Text segment →
--- START ---

Bedford resident Irene Milton, 85 and a grandmother of seven, faced the prospect of losing an eye due to cancer. Step forward surgeons at Moorfields Eye Hospital and Guy’s and St Thomas’ NHS Foundation Trust, who used world-first robotic surgery to remove the cancerous tumour and save Irene Milton’s eye.
Mrs Milton had a recurrent basal cell carcinoma on the inner corner of her right eye and was previously told she would have to have her eye removed in order to treat the cancer.
Guy’s and St Thomas’ Hospital have pioneered the use of robotic technology for surgery in the UK. These help surgeons perform precise procedures in a minimally invasive way, so patients can recover quicker.
In a two hour operation in March, surgeons from Guy’s and St Thomas’ and Moorfields Hospitals used the robotic technology to successfully remove Mrs Milton’s tumour while preserving the nerves and function of her eye.
Using more conventional methods, Mrs Milton would have lost her eye and had to undergo six months of radiotherapy which would have left her blind.
“I am so pleased at the outcome – I haven’t lost my eye and they got the cancer out. It’s such a relief, I’m over the moon,” said Mrs Milton, who has four children and was a sales assistant before retirement.
“It’s nice to know that you’re never too old to have anything done, especially pioneering surgery.”

--- END ---

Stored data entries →
--- START ---

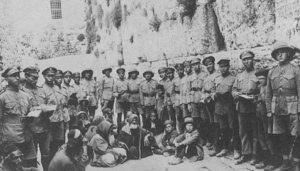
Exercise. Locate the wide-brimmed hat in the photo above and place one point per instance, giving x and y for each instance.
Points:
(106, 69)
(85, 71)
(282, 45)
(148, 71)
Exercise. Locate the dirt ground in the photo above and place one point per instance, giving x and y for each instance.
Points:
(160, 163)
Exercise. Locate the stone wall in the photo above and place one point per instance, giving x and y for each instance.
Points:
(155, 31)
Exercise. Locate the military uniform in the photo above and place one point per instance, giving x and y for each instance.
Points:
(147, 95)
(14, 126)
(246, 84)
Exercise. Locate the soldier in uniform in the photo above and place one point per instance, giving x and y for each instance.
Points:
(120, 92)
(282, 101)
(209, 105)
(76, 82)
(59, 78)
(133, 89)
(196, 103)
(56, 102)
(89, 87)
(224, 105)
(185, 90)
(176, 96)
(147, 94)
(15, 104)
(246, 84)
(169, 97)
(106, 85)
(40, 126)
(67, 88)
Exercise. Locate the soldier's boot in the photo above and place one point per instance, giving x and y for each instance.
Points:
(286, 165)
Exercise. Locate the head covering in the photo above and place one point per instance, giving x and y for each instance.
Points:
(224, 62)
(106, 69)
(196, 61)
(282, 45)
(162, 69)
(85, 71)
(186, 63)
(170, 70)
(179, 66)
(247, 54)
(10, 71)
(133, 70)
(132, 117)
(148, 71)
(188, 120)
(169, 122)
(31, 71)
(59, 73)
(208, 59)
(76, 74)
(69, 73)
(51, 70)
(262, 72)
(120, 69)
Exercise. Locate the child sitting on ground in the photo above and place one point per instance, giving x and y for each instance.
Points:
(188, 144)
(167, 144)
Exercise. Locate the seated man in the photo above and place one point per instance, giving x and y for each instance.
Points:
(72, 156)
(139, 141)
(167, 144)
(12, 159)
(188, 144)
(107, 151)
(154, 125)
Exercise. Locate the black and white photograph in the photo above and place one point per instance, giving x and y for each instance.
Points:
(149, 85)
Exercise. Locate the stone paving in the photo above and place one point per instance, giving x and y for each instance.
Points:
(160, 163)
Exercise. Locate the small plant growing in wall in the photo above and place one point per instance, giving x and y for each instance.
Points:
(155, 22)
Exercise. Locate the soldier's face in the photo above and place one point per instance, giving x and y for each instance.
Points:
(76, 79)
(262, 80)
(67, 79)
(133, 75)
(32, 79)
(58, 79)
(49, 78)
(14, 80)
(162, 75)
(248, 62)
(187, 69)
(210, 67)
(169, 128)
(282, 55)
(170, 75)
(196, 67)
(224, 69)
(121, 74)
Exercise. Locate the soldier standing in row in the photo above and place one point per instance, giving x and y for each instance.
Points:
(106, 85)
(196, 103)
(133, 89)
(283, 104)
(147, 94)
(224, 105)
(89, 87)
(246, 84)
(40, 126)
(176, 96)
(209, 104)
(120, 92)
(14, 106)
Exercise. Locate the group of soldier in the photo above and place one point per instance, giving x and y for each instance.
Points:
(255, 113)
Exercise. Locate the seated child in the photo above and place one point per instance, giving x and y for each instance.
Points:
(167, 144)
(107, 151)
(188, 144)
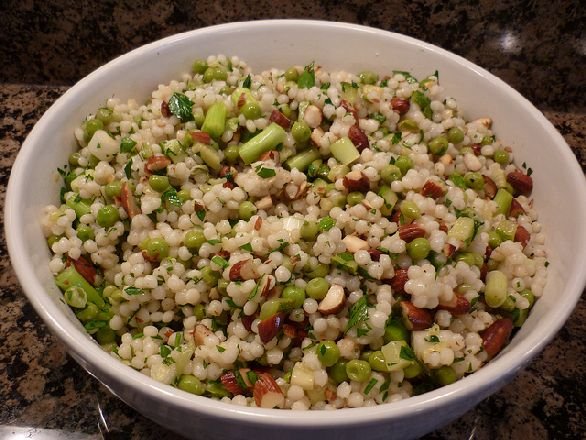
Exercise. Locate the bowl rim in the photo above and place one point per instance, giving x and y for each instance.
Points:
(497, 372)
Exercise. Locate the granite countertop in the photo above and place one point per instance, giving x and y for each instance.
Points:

--- END ---

Exercise instructions →
a) Condense the paragraph of the article on robotic eye surgery that begins "In a two hour operation in March" into a single shorter sentence, keeping its main facts.
b) Carry the article on robotic eye surgery forward with the next few sentences after its final quotation.
These records have no connection to the article on robotic eye surgery.

Responses by item number →
a) In March, surgeons from Guy's and St Thomas' and Moorfields Hospitals used robotic technology in a two-hour operation to remove Mrs Milton's tumour while preserving her eye's nerves and function.

b)
Mrs Milton had two small tumours on her eye removed in the past 10 years but when the cancer recurred this time, she was referred to specialists at Moorfields Eye Hospital who collaborated with Guy’s and St Thomas’ to develop this new eye-saving procedure.
Jean-Pierre Jeannon and Asit Aurora, from Guy’s and St Thomas’ NHS Foundation Trust, were the operating surgeons.
“It’s the first time in the world that the robot has been used in this way for orbital surgery, and we hope we can treat more patients in the same way,” Jeannon said.
Claire Daniel, consultant oculoplastic surgeon and lid oncology lead at Moorfields Eye Hospital, described the operation as ‘a world-leading advance in orbital surgery’.
“We have developed a highly specialised periocular cancer unit thanks to our excellent collaboration with Guy’s and St Thomas’, enabling us to share our expertise in treating these very difficult cases,” said Ms Daniel.